● **PROBLEMS AND TASKS**:
1) From the essay on perspective below, set down the passage starting at "Navigating oneself is" and ending at "perception of you.".
2) According to the essay on perspective below, what effect does the external way of thinking tend to lead to?
3) Please write what comes next in the essay on perspective below, picking up after its final sentence.

● **TEXT PROVIDED**:
-- Begin --

Be Nothing, Just Be

Navigating oneself is truly difficult, and perspective has a lot to do with it. Internal and external perspectives shape us unconsciously, alter our personality and restrict us from being who we truly are.

 

External perspective

External perspectives are the act of viewing yourself through someone else’s eyes. An attempt to grasp what they may be thinking of you, or developing a further understanding of how you are perceived by those around you. This is the feeling of being out of your head, anxious, cause your mind lies on the thoughts of others, usually based on their perception of you.

An example of this is, “ how does this person see me?”

Looking from the outside in, you make yourself up of labels based on how you feel yourself to be judged from the person’s you are speaking to point of view, labels such as awkward, quiet, anxious or cool calm and collected. Obviously, there are both negative and positive labels for oneself, though this external way of thinking tends to lead to something known as the spotlight effect. The thought that everyone’s attention is on you. Assessing, judging, and watching you, when in fact everyone is too busy in their own head worrying about themselves. If you were portrayed as a criminal by all of society around you, you would be much more inclined to slowly believe and become this portrayal of a criminal. The funny thing is we can do this to ourselves. When you see yourself as an awkward communicator through the eyes of others, this interpretation naturally manifests into reality therefore you will communicate awkwardly because of this underlying feeling that that is how you are viewed and therefore it must be true.

-- End --

● **DATA ENTRIES**:

-- Begin --

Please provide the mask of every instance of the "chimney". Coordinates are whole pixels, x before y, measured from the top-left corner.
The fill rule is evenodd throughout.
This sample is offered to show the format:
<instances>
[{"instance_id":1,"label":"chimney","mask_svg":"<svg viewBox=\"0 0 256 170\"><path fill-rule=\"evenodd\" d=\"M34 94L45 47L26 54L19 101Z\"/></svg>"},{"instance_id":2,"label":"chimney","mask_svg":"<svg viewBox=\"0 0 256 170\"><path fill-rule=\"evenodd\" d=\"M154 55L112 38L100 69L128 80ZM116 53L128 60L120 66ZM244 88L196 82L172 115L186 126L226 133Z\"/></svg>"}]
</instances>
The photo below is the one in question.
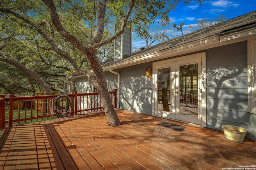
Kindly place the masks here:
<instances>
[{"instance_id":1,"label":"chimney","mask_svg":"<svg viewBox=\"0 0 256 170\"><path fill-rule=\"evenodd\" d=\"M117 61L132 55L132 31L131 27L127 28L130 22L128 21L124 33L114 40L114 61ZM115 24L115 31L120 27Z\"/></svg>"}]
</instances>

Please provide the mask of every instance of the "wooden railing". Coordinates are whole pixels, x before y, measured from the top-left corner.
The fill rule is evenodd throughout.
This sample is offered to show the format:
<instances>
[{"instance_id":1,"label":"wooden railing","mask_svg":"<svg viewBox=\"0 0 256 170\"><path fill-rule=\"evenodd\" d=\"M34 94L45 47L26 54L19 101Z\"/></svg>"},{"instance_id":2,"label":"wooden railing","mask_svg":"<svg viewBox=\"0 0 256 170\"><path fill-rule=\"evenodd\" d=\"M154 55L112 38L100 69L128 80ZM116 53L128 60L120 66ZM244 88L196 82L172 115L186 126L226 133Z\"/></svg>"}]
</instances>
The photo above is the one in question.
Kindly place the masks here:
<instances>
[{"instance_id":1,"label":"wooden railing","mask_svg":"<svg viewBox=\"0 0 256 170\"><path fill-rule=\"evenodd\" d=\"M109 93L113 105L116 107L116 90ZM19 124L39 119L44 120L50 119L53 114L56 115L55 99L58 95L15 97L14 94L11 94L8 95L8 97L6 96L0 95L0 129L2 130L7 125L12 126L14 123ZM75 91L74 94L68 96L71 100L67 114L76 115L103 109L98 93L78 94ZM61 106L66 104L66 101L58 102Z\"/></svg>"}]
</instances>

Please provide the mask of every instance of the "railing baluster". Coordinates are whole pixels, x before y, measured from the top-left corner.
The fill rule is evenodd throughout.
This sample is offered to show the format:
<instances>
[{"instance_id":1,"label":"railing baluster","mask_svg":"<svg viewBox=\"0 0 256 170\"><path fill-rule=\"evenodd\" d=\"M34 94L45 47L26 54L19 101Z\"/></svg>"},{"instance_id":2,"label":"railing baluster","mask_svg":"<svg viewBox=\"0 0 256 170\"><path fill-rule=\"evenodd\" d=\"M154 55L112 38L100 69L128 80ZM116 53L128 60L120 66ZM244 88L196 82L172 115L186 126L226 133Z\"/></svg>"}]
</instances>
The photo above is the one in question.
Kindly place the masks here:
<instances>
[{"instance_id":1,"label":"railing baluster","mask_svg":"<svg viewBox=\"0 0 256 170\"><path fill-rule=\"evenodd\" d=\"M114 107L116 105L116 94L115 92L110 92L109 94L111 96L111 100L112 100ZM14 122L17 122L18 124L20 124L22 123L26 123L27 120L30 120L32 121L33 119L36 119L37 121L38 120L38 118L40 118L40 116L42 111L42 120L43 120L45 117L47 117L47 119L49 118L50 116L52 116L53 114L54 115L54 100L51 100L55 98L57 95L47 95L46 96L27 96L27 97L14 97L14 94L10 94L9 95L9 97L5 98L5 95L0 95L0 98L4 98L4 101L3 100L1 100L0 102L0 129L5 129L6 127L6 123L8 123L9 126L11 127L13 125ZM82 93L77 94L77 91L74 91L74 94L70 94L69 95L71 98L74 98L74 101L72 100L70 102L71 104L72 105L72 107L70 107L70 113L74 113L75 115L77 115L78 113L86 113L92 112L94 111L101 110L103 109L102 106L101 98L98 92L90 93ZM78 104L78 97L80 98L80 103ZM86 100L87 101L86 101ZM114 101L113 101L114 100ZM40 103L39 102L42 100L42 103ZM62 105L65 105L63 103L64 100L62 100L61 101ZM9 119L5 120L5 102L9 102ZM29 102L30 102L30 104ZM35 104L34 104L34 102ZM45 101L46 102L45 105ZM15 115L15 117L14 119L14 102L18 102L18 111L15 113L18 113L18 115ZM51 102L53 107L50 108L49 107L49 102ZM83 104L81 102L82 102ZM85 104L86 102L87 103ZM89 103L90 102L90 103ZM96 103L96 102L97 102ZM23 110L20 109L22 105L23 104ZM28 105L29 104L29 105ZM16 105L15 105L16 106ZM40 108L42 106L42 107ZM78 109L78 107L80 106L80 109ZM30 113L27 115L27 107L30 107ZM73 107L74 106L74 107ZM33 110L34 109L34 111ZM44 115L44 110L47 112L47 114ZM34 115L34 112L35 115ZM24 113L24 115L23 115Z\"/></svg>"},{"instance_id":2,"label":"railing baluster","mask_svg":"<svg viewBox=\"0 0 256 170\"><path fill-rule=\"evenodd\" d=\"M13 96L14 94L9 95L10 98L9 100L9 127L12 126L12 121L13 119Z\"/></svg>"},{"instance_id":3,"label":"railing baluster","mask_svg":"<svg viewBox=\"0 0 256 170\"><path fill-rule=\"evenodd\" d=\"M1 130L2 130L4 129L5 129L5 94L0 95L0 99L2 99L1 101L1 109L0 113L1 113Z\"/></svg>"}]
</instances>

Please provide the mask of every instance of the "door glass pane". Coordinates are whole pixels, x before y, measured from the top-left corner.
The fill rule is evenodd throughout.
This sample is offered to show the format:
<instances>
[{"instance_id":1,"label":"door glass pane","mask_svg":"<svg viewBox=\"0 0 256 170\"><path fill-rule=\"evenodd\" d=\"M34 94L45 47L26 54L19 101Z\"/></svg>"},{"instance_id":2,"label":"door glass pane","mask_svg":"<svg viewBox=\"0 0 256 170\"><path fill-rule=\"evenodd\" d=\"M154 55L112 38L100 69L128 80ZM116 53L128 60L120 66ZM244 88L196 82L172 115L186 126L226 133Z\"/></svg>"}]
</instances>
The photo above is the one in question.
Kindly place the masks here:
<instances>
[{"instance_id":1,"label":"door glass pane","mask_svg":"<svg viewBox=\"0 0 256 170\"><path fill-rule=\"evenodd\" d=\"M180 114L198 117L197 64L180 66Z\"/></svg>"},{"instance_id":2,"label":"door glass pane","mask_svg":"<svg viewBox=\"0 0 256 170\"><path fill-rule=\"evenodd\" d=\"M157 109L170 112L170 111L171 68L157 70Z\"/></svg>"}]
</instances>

-- End --

● **RESULTS BY TASK**:
1)
Navigating oneself is truly difficult, and perspective has a lot to do with it. Internal and external perspectives shape us unconsciously, alter our personality and restrict us from being who we truly are.

 

External perspective

External perspectives are the act of viewing yourself through someone else’s eyes. An attempt to grasp what they may be thinking of you, or developing a further understanding of how you are perceived by those around you. This is the feeling of being out of your head, anxious, cause your mind lies on the thoughts of others, usually based on their perception of you.

2) The spotlight effect.

3)
Internal Perspective

Ones internal view of themselves, the them they feel they need to project into society. An internal perspective looks inwards, it is essentially how we see ourselves or who we identify ourselves to be. To do this we construct thousands of labels or personality traits that we distinguish ourselves to be, in essence this is known as the ego. This determines the character we choose to replicate, the labels we live by and the portrayal of the person whom we think ourselves to be. Labels form at all points throughout our lives, some of the most depreciating self-made labels formed and taking residence from times of trauma and self-doubt. What have you taken away from some event, as your conclusion about yourself? A failed marriage, failure, unlovable. Bullied, worthless, insignificant. Which labels formed in a period of darkness and are still depicted as a part of you today, by you? Trauma unconsciously clings to you, labels which impair your every action, the thoughts you have and the steps you take. You are not your trauma so don’t let it determine you. Identifying these labels is one thing but overcoming them is a true path to fulfilment.

 

Alternative Perspective

The problem is much of this is wrong. We confine ourselves to labels determined unconsciously by others and ourselves then abide by them, massively restricting us from being who we genuinely are.

A surface level example: I am a cool kid (label), this label allows you to do certain things a cool kid would do but also massively restricts actions a cool kid would not perform. Things you can do versus things you can’t.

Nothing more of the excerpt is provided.